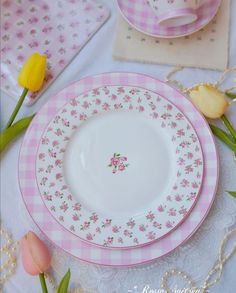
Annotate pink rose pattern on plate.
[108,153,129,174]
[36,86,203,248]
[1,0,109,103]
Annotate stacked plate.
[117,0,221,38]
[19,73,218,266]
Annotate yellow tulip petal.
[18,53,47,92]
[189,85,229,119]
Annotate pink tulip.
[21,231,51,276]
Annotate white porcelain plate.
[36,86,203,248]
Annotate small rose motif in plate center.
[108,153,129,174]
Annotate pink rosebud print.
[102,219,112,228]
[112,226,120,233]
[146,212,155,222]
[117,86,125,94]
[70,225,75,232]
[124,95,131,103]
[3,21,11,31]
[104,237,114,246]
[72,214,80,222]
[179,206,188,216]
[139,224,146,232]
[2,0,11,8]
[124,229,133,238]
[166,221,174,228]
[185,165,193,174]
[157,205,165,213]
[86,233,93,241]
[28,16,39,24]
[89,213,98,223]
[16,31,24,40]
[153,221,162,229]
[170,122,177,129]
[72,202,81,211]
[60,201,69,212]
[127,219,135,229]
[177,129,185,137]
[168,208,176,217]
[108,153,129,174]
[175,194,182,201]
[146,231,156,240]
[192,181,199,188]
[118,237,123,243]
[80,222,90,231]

--

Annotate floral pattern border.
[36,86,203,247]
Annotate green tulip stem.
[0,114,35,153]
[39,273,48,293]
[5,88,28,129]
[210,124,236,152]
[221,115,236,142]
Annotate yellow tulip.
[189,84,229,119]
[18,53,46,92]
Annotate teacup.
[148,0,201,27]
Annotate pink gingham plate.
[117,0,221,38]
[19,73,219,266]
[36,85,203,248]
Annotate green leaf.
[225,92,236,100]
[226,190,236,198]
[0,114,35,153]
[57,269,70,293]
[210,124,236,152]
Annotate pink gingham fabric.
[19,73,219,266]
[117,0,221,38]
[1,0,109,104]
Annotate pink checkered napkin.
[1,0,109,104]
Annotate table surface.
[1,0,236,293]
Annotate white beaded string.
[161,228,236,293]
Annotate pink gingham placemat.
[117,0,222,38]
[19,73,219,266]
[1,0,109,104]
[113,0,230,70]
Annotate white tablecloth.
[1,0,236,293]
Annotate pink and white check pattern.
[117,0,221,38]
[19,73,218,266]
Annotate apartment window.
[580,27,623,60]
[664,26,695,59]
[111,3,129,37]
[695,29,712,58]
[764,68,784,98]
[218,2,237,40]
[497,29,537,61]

...

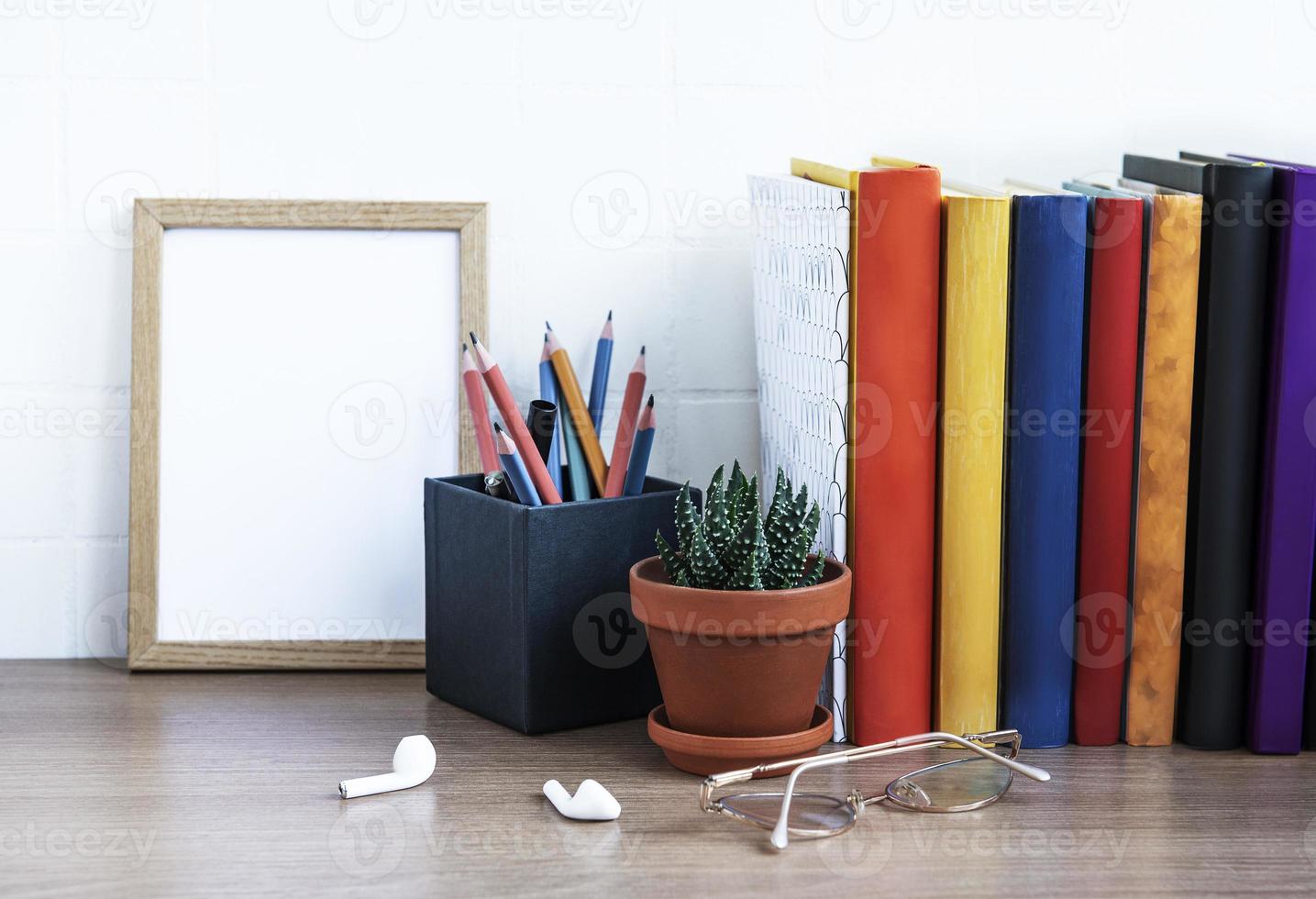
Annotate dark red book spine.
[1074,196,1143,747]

** PROBLEM STATEMENT **
Copy out the items from the line containing "Annotate pink rose pattern on plate." up to and including the line containing "[80,222,90,231]", keeping every line unchanged.

** TASK RESULT **
Annotate pink rose pattern on plate.
[108,153,129,174]
[36,86,203,248]
[1,0,109,103]
Annotate stacked plate.
[117,0,221,38]
[19,73,218,266]
Annotate yellow tulip petal.
[18,53,47,92]
[189,85,229,119]
Annotate pink tulip.
[21,231,51,276]
Annotate white porcelain plate.
[36,86,203,248]
Annotate small rose motif in plate center.
[108,153,129,174]
Annotate pink rosebud print.
[102,219,112,228]
[112,226,120,233]
[146,212,155,222]
[117,86,125,94]
[70,225,75,232]
[124,95,131,103]
[3,21,11,31]
[104,237,114,246]
[72,214,80,222]
[179,206,188,216]
[139,224,146,232]
[2,0,11,8]
[124,229,133,238]
[166,221,174,228]
[185,165,193,174]
[157,205,165,213]
[86,233,93,241]
[28,16,39,24]
[89,213,98,223]
[16,31,24,40]
[153,221,162,229]
[170,122,177,129]
[72,202,81,211]
[60,201,69,212]
[127,219,135,229]
[177,129,185,137]
[168,208,176,217]
[108,153,129,174]
[175,194,182,201]
[146,231,156,240]
[192,181,199,188]
[118,237,123,243]
[80,222,90,231]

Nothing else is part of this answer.